**Description of the task**
The required output is a single number: how many lines of the material contain the string "shirt".

**Recorded data**
= = = = =

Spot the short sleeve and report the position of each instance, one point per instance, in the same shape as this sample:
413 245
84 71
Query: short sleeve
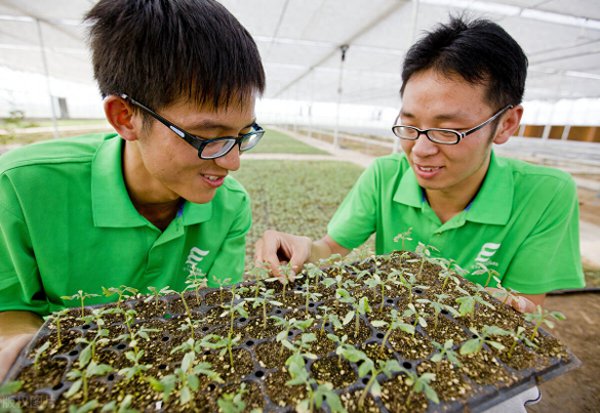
228 267
355 219
549 258
20 285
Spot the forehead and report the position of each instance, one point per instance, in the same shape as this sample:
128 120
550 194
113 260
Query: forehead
432 90
235 110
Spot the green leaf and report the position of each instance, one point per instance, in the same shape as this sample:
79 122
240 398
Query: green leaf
74 388
375 389
186 395
431 394
496 345
348 318
187 361
470 346
193 381
10 387
85 356
365 368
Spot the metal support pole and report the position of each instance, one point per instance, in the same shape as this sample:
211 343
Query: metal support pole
45 63
565 134
415 17
336 143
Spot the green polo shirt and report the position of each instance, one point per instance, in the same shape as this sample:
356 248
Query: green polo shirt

= = = = =

**Reply to the task**
2